** Start of TASK INPUTS **

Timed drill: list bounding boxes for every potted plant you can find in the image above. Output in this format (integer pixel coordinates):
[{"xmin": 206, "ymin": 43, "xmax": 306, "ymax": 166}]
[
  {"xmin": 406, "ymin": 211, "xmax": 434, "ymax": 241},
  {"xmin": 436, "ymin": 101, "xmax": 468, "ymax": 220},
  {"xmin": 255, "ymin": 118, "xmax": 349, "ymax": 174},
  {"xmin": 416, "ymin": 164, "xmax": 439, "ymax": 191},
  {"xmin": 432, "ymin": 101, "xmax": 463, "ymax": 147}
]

** End of TASK INPUTS **

* **GIVEN INSTRUCTION**: Please return all of the lines above, unchanged.

* **SOLUTION**:
Timed drill: list bounding boxes for every potted plant you can find in the image above. Output in this format (integer pixel coordinates):
[{"xmin": 206, "ymin": 43, "xmax": 306, "ymax": 166}]
[
  {"xmin": 406, "ymin": 211, "xmax": 434, "ymax": 241},
  {"xmin": 436, "ymin": 101, "xmax": 468, "ymax": 220},
  {"xmin": 255, "ymin": 118, "xmax": 349, "ymax": 174},
  {"xmin": 416, "ymin": 164, "xmax": 439, "ymax": 191},
  {"xmin": 432, "ymin": 101, "xmax": 463, "ymax": 147}
]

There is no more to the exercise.